### Aim
Please reproduce the following lines verbatim, keeping every character as it appears.
#### Available data
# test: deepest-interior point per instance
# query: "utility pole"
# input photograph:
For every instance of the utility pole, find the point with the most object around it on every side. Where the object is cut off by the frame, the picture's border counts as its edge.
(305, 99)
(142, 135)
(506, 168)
########
### Solution for this problem
# test: deepest-interior point per instance
# query: "utility pole"
# input photograph:
For every instance of the utility pole, find the point with the most object around it on every side. Where the object is cut off by the frame, the picture's border counts as its edge.
(305, 99)
(142, 135)
(506, 168)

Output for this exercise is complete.